[Records shown]

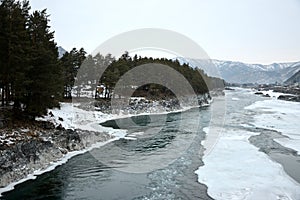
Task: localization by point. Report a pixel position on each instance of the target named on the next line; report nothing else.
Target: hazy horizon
(256, 32)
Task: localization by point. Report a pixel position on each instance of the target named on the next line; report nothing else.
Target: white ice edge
(235, 169)
(53, 165)
(67, 110)
(281, 116)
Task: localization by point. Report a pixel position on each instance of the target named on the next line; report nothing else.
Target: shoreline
(89, 128)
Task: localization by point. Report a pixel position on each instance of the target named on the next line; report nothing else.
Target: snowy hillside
(238, 72)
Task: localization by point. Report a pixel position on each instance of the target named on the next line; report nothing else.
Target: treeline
(30, 74)
(33, 78)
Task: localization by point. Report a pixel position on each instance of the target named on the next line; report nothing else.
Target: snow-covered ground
(236, 170)
(282, 116)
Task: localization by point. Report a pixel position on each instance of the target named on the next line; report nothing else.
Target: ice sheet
(282, 116)
(235, 169)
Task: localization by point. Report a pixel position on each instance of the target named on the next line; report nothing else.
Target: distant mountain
(61, 51)
(293, 79)
(238, 72)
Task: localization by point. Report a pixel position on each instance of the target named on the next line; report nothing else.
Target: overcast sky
(252, 31)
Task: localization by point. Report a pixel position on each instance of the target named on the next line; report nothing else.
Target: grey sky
(253, 31)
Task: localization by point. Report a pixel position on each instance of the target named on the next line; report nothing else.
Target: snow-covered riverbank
(236, 169)
(83, 131)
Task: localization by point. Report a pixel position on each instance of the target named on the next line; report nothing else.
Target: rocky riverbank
(25, 149)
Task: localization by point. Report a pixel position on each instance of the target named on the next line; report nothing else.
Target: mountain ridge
(239, 72)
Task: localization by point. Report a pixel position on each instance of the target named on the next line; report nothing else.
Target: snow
(235, 170)
(282, 116)
(274, 95)
(53, 165)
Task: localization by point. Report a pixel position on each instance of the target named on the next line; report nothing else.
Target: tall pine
(45, 74)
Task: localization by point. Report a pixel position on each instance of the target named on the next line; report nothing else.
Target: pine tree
(45, 73)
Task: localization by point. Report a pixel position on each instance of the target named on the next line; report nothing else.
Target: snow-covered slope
(238, 72)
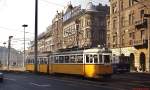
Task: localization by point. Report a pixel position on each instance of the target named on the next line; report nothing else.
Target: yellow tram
(92, 63)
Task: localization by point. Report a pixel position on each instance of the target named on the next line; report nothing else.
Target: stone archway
(142, 61)
(132, 62)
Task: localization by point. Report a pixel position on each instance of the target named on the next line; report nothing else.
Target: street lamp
(4, 44)
(148, 32)
(9, 47)
(25, 25)
(36, 34)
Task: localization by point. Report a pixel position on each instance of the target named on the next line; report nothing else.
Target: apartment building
(128, 31)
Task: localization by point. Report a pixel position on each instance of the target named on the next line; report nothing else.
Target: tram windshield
(106, 58)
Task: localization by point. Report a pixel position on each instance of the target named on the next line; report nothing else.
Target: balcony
(140, 43)
(141, 24)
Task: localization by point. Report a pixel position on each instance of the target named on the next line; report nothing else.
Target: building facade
(128, 31)
(84, 28)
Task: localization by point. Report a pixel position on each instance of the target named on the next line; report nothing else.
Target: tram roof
(97, 50)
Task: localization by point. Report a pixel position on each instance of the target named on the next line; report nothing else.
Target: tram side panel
(76, 69)
(97, 70)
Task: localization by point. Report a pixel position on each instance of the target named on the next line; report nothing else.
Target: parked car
(1, 76)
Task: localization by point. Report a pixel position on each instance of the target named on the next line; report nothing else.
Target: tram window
(100, 59)
(79, 59)
(91, 58)
(95, 59)
(66, 59)
(56, 59)
(41, 61)
(61, 59)
(87, 58)
(106, 59)
(72, 59)
(33, 61)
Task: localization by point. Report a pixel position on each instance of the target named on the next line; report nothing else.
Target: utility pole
(148, 23)
(25, 25)
(9, 47)
(5, 62)
(77, 33)
(148, 27)
(36, 34)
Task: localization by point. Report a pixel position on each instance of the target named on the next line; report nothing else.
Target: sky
(15, 13)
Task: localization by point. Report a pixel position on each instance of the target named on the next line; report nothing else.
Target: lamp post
(4, 44)
(9, 47)
(77, 32)
(148, 32)
(4, 54)
(36, 33)
(25, 25)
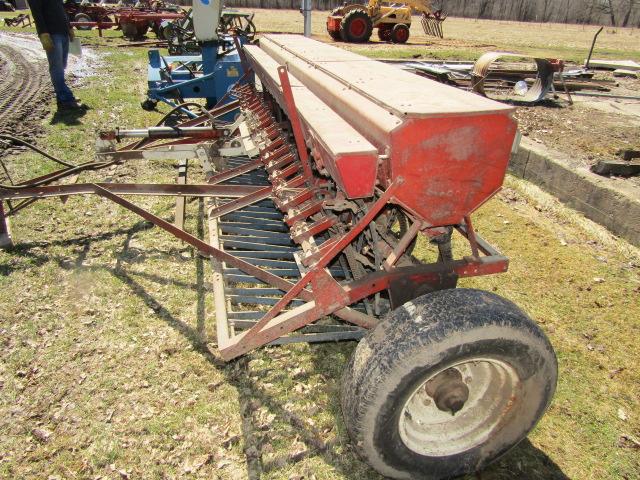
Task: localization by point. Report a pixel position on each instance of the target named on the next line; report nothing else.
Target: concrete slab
(609, 202)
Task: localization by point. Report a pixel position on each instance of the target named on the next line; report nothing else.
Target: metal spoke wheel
(356, 26)
(446, 384)
(400, 33)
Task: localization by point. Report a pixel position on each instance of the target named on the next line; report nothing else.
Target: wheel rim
(493, 393)
(358, 27)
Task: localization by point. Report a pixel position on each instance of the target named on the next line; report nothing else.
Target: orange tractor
(355, 23)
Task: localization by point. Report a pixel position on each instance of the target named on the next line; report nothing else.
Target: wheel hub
(459, 407)
(448, 391)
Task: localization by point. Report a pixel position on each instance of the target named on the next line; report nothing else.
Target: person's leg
(57, 63)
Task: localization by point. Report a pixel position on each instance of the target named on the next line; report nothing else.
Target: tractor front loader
(355, 22)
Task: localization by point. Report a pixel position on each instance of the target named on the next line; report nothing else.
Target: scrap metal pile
(510, 76)
(318, 191)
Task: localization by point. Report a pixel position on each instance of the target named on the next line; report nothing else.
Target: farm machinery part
(134, 22)
(21, 20)
(355, 22)
(173, 79)
(317, 193)
(181, 38)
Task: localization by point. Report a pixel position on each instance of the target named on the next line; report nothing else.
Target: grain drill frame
(317, 194)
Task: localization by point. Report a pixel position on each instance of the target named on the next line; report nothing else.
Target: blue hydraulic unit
(210, 75)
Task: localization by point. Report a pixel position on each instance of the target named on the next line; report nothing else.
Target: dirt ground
(24, 90)
(108, 368)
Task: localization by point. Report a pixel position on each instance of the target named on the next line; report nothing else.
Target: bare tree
(606, 7)
(631, 4)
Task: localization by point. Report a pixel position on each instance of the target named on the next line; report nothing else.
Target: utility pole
(306, 13)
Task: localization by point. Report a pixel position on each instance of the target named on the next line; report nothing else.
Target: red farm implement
(317, 195)
(134, 22)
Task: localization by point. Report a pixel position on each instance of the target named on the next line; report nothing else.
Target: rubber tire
(349, 18)
(422, 337)
(149, 105)
(82, 17)
(400, 33)
(384, 34)
(334, 35)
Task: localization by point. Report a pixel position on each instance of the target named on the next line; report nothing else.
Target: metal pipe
(306, 14)
(593, 44)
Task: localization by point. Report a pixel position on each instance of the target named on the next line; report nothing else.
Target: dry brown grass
(466, 38)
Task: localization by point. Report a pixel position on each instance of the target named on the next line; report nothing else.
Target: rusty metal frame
(317, 293)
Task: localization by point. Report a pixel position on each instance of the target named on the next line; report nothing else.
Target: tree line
(619, 13)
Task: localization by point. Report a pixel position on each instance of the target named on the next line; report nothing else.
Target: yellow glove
(46, 41)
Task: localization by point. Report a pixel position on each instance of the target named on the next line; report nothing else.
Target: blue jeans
(57, 63)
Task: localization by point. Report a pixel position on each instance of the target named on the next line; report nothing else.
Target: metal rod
(593, 44)
(194, 190)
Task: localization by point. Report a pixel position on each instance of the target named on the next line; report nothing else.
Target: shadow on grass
(524, 462)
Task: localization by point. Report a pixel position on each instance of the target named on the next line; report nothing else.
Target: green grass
(101, 332)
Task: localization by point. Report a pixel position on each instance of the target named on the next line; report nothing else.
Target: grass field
(107, 369)
(465, 38)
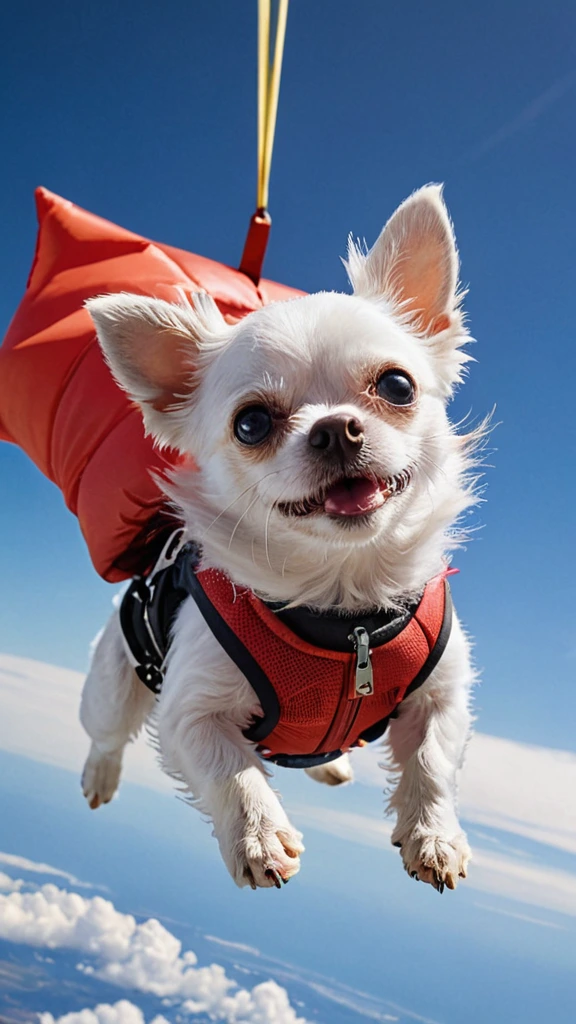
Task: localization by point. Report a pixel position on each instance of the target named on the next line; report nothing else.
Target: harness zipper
(364, 681)
(348, 708)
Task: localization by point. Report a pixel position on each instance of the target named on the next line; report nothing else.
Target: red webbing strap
(255, 246)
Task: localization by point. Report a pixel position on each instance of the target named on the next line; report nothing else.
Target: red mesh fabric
(314, 686)
(57, 398)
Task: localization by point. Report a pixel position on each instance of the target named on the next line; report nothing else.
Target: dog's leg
(427, 741)
(334, 773)
(115, 706)
(204, 705)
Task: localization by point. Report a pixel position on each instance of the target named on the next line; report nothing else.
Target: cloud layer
(144, 956)
(118, 1013)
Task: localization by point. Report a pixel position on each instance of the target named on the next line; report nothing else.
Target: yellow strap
(269, 89)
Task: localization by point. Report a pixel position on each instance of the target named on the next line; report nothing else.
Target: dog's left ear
(413, 266)
(156, 350)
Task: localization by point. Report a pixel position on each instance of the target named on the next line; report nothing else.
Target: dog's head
(319, 424)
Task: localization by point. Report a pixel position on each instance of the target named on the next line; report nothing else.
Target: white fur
(191, 372)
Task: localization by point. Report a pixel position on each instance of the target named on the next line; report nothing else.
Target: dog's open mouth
(353, 496)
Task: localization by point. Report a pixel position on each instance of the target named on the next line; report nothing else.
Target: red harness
(318, 702)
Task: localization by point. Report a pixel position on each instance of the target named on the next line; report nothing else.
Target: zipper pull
(364, 683)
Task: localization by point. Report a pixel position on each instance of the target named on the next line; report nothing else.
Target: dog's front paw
(260, 847)
(100, 776)
(440, 860)
(336, 772)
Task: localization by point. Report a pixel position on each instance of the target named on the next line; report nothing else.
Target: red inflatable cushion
(57, 398)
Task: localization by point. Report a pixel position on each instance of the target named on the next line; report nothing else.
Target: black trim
(236, 650)
(377, 730)
(330, 631)
(303, 760)
(439, 647)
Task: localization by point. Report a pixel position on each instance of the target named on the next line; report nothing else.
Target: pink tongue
(353, 497)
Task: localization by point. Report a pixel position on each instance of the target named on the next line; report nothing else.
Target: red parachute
(58, 400)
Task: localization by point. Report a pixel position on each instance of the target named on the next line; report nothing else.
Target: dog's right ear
(155, 350)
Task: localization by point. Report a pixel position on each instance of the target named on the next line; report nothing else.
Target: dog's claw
(276, 878)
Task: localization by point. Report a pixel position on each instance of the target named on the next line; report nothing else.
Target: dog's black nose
(340, 434)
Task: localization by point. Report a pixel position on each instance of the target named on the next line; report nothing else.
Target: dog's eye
(396, 387)
(252, 425)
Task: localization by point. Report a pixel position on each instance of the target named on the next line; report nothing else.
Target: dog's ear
(155, 349)
(413, 266)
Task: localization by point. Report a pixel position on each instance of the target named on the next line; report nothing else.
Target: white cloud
(521, 788)
(145, 956)
(40, 705)
(8, 885)
(24, 864)
(119, 1013)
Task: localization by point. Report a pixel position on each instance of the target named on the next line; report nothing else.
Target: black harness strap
(150, 606)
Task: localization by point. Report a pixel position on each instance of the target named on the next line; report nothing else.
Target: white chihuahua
(327, 477)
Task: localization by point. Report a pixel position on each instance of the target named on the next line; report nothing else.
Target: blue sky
(146, 115)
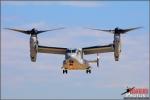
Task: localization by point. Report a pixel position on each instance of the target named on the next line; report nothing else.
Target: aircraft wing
(98, 49)
(52, 50)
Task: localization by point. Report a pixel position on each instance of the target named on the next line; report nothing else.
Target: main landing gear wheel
(88, 71)
(65, 71)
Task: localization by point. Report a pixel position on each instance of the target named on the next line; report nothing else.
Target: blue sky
(21, 78)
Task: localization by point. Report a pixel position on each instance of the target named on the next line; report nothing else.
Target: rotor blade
(50, 30)
(127, 30)
(17, 30)
(111, 31)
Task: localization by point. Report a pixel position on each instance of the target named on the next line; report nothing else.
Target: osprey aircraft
(74, 58)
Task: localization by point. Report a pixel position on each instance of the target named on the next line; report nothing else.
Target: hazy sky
(21, 78)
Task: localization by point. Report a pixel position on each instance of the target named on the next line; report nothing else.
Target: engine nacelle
(33, 48)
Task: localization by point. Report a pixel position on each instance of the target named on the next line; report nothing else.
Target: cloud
(63, 3)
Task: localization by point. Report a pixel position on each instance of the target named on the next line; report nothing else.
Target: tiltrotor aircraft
(74, 59)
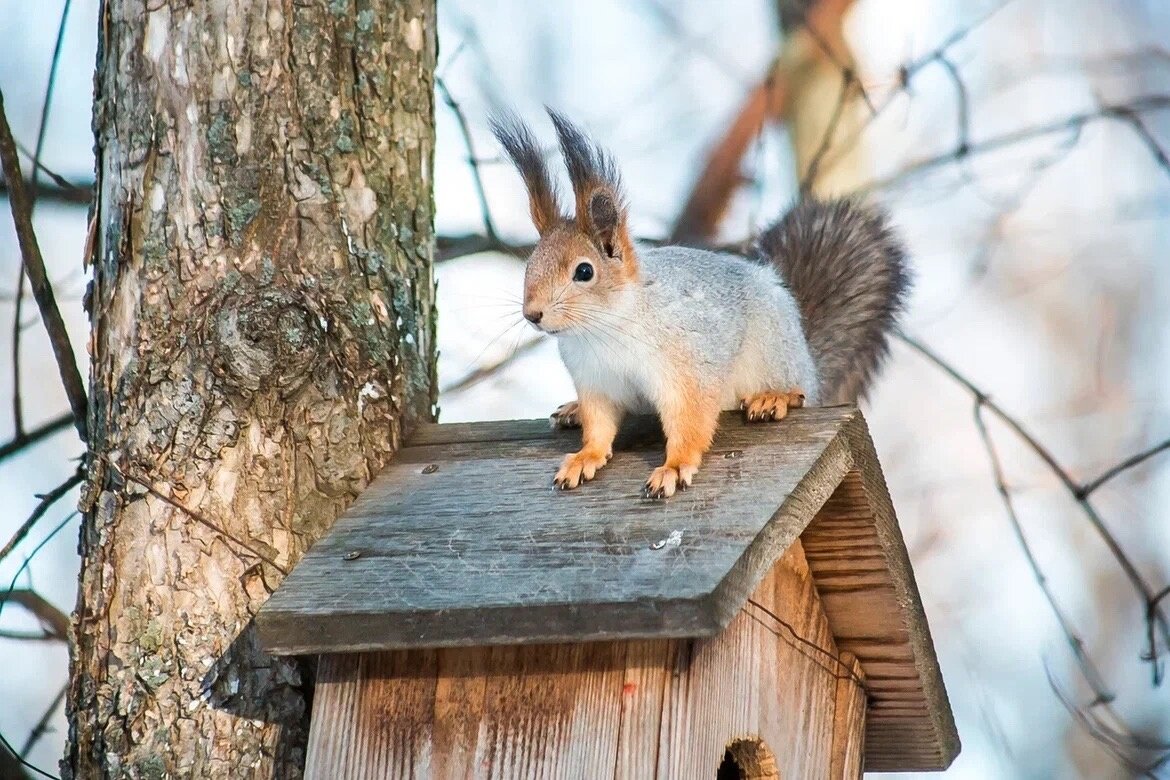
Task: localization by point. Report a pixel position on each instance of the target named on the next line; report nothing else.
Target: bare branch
(18, 443)
(472, 159)
(47, 501)
(1089, 670)
(199, 518)
(54, 621)
(42, 724)
(34, 266)
(69, 195)
(1156, 619)
(484, 372)
(18, 409)
(1089, 487)
(1073, 123)
(810, 178)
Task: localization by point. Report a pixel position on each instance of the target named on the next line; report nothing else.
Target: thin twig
(473, 160)
(54, 621)
(31, 437)
(47, 501)
(34, 266)
(1073, 123)
(810, 177)
(484, 372)
(1089, 670)
(42, 725)
(199, 518)
(1089, 487)
(1155, 618)
(18, 406)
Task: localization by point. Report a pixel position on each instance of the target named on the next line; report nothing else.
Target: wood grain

[/Records shown]

Exercise: With the line containing "Target: bare branch" as the start and the last line of the listing as the end, restate that stretch word for word and nothing else.

Response to the exercise:
Target: bare branch
(18, 443)
(472, 159)
(47, 501)
(1089, 670)
(199, 518)
(54, 621)
(42, 724)
(34, 266)
(69, 195)
(1156, 619)
(484, 372)
(18, 409)
(1089, 487)
(1073, 123)
(810, 178)
Task: localization by point. Report a pixel position on each instance of the target named on the next line; report nothing else.
Target: thin twig
(473, 160)
(54, 621)
(31, 437)
(47, 501)
(34, 266)
(1073, 123)
(810, 177)
(484, 372)
(1089, 670)
(42, 725)
(199, 518)
(1089, 487)
(1155, 618)
(18, 406)
Task: localization by point. Report a pixel position on each instance of the target named on the next line; report nothing else.
Target: wood grain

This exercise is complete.